• [YOUR TASK]:
Where does the string "fixture" occur in the records? Copy each line that holds it.

(Dataset records)
▼▼▼
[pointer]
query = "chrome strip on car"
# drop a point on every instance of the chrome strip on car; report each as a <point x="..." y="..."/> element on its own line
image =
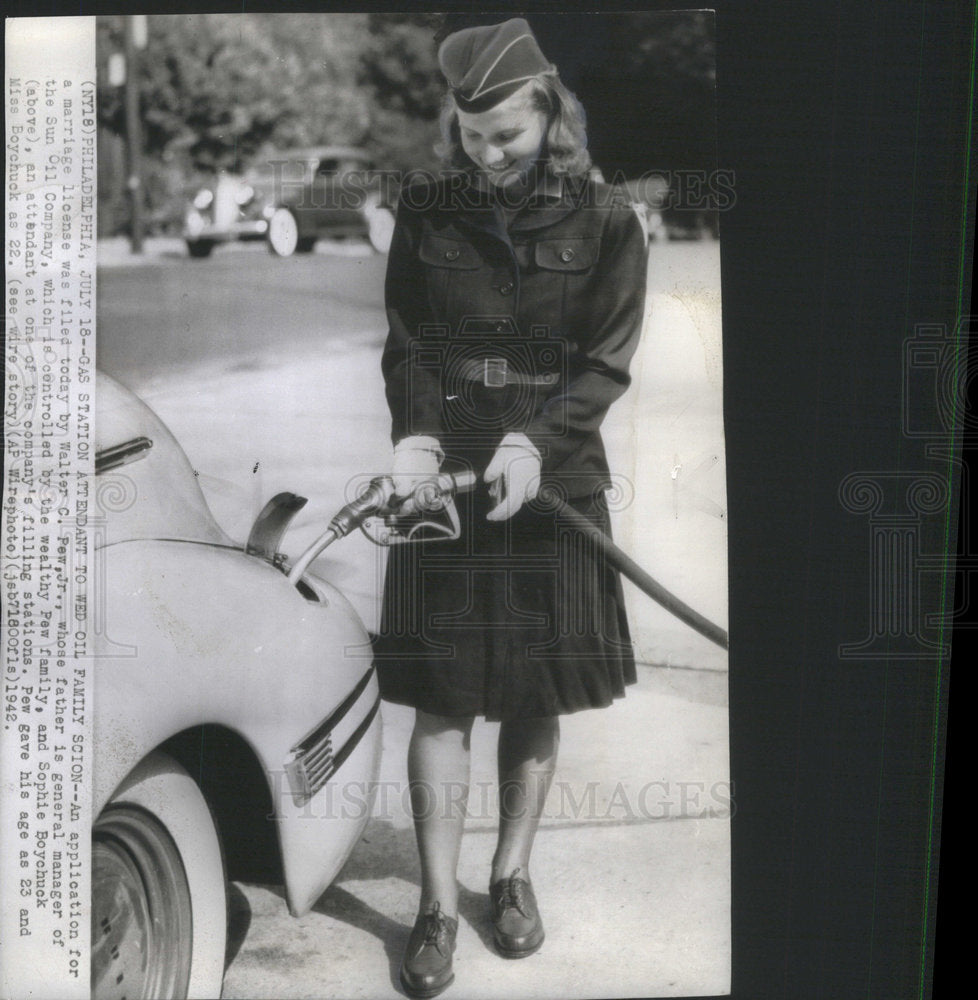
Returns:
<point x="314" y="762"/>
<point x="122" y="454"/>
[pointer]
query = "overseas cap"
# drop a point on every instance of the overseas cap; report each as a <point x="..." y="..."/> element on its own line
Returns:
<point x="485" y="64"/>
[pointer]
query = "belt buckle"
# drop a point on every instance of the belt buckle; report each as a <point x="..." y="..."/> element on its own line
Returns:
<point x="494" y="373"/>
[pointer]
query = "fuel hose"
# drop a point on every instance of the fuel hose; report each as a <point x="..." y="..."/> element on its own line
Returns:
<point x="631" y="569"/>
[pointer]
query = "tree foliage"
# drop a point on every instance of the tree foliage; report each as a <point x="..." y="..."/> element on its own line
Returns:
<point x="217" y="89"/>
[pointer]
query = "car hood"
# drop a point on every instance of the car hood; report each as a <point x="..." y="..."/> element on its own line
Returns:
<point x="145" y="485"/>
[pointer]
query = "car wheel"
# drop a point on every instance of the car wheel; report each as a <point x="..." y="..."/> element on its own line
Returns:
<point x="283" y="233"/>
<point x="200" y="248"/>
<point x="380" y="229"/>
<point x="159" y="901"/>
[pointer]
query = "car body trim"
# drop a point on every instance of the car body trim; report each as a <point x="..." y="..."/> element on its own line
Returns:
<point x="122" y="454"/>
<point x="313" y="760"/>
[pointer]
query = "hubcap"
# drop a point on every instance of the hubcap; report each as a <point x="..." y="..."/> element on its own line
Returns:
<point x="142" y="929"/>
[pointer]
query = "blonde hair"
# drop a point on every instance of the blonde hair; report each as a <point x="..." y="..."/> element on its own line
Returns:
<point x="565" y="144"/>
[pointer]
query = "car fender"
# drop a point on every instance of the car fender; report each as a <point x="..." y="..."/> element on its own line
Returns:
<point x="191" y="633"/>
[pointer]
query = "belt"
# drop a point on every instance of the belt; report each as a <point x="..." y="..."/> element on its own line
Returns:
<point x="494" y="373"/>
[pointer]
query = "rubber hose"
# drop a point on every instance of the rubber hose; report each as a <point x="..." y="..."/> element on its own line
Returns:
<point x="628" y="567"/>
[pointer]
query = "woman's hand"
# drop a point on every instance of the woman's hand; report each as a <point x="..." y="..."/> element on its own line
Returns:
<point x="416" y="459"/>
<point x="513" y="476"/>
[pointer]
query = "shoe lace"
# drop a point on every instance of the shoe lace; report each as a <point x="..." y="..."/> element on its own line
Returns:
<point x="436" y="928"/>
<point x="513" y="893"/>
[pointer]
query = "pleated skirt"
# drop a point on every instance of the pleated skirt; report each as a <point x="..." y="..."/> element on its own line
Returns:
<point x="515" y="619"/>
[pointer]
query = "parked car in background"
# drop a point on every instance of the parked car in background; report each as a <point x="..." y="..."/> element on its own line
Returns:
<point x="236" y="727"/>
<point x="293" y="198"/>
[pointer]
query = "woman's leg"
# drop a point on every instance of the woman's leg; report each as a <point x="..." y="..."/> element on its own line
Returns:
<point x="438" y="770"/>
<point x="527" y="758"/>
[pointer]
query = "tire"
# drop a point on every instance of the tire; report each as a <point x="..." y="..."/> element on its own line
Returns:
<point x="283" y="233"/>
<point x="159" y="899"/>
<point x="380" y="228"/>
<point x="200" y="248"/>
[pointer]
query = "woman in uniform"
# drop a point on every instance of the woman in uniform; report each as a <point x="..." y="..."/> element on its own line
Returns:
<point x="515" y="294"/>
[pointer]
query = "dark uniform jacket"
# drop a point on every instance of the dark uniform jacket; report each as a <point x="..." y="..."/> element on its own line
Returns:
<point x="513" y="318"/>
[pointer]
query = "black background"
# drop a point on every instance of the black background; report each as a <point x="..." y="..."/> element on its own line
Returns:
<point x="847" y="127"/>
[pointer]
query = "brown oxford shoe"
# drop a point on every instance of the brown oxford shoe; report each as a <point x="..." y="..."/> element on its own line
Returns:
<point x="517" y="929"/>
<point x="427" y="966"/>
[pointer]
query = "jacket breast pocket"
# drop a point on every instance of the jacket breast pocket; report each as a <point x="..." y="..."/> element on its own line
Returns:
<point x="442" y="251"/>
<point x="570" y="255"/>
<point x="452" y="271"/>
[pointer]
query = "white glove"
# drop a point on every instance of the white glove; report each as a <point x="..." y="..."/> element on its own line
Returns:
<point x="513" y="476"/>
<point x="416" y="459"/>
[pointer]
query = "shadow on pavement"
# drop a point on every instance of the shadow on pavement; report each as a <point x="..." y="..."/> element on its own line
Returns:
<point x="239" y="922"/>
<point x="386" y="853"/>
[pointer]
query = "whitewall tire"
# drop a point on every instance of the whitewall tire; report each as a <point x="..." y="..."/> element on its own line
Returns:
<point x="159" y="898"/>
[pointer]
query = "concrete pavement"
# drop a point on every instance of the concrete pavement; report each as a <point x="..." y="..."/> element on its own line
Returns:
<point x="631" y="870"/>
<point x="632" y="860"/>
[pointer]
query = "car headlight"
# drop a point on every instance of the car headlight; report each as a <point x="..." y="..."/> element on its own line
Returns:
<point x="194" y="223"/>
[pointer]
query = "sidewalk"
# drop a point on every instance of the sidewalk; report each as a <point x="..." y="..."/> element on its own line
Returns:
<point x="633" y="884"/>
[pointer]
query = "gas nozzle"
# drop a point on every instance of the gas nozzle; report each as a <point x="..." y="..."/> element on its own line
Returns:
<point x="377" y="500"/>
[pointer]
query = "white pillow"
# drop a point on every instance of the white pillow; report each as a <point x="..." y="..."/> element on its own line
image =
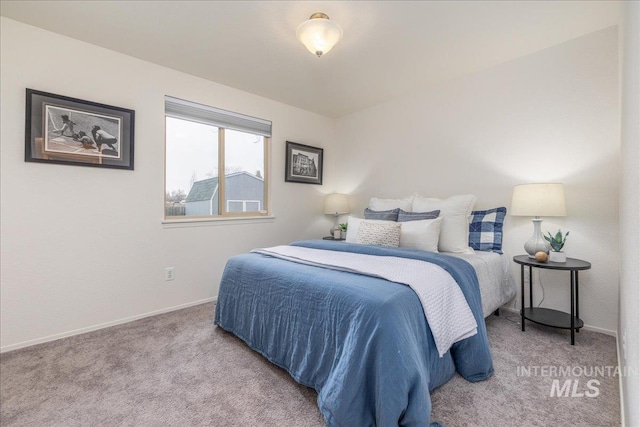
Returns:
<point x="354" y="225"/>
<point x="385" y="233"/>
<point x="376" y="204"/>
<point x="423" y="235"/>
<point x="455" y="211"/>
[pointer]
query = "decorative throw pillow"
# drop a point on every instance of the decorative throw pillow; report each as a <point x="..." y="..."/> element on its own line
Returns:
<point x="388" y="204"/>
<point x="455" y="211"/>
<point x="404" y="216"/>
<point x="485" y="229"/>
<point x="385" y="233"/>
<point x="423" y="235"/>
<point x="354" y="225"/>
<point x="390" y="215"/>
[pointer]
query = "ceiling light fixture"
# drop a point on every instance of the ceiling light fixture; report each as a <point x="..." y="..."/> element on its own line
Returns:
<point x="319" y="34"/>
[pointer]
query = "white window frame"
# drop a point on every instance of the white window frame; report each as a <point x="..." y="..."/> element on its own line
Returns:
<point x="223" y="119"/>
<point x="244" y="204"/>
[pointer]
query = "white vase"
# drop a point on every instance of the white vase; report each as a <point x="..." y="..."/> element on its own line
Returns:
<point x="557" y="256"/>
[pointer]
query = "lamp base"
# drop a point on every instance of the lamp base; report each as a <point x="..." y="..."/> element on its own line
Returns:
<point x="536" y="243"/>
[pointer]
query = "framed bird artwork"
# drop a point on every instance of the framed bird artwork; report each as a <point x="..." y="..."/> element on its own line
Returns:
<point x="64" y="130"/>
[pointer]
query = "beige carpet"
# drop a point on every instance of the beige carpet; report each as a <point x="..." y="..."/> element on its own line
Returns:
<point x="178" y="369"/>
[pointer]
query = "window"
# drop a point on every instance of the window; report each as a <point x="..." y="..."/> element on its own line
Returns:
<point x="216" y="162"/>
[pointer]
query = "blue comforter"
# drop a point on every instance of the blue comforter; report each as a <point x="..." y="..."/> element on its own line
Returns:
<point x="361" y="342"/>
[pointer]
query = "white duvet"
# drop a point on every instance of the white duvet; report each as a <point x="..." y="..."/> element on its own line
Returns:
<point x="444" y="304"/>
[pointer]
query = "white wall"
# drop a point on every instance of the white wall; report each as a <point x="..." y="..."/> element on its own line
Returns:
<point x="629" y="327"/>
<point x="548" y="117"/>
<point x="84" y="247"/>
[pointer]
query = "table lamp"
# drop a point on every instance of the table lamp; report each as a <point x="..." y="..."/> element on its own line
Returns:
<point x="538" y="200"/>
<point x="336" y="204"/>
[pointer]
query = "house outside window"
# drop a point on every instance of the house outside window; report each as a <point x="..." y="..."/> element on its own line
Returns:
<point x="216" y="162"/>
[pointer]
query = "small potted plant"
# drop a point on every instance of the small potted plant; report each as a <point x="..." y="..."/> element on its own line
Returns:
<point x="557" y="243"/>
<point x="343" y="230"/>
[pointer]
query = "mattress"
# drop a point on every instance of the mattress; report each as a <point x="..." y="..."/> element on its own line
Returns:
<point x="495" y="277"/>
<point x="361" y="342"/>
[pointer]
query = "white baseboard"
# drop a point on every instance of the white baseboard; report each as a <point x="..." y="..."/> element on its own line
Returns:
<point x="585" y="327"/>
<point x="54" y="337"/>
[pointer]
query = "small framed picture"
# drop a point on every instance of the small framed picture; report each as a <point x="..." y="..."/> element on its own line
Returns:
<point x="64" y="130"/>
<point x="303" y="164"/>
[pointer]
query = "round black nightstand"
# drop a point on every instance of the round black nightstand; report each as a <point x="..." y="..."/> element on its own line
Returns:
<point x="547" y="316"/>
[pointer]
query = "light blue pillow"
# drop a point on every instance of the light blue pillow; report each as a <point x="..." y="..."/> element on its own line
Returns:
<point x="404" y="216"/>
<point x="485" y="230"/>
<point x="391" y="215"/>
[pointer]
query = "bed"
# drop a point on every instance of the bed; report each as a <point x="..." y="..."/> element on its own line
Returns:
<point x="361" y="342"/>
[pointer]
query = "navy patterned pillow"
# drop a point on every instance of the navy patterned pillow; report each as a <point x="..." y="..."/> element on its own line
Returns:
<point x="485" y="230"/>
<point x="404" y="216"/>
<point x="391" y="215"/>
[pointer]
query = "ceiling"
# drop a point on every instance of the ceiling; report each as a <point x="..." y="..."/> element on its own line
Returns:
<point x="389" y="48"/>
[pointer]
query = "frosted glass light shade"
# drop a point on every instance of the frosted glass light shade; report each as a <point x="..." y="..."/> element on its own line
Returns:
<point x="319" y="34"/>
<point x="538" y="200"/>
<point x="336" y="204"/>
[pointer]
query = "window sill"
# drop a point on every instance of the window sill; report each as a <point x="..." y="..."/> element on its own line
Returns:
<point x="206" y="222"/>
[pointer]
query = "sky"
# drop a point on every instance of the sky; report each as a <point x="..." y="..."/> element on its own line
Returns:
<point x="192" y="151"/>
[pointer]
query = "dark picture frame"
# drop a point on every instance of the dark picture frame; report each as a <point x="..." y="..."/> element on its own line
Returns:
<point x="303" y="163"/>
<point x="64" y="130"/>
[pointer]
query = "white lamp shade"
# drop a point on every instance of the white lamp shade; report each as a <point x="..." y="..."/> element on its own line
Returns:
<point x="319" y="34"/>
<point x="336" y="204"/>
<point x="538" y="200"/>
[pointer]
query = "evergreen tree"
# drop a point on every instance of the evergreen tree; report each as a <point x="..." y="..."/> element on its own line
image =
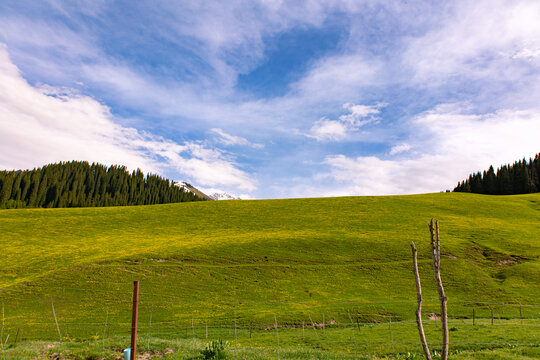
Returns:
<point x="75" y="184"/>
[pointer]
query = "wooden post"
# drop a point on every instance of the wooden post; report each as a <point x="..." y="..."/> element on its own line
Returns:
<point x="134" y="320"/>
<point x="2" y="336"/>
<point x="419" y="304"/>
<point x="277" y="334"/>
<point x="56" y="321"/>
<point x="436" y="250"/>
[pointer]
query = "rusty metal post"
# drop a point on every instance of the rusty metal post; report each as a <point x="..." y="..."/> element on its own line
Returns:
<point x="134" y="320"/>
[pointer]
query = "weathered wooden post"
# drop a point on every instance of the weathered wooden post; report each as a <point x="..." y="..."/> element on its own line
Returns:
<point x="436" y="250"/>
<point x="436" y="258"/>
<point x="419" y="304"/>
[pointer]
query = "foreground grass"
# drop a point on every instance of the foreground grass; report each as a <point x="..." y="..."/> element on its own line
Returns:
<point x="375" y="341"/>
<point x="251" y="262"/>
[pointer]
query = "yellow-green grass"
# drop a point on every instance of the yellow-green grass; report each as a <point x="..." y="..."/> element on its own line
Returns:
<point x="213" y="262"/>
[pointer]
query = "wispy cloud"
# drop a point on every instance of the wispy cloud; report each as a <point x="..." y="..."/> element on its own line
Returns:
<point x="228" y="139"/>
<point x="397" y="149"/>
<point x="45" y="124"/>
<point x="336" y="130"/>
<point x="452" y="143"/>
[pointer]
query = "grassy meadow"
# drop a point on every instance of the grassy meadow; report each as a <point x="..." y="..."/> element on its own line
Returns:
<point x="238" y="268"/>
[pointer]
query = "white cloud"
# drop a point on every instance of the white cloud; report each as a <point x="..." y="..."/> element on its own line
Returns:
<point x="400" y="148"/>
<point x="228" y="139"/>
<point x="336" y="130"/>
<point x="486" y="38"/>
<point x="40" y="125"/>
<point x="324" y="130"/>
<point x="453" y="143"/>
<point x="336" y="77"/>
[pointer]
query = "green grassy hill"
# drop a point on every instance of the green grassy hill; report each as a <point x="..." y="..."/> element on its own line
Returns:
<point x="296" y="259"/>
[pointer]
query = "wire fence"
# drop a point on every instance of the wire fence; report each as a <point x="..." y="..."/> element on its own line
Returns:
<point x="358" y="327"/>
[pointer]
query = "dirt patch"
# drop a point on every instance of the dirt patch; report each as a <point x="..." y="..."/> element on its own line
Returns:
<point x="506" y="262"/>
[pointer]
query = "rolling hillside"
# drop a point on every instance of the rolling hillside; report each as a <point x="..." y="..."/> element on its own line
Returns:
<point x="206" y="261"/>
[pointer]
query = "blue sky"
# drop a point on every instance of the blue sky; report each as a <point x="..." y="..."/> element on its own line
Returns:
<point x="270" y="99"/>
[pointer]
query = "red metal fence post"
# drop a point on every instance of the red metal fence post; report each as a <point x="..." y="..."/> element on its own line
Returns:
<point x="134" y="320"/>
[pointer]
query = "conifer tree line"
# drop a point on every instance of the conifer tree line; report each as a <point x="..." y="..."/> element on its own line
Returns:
▲▲▲
• [YOUR SOLUTION]:
query = "ceiling light fixture"
# drop a point on every instance of the ceiling light fixture; report each as a <point x="..." y="..."/> element on its own line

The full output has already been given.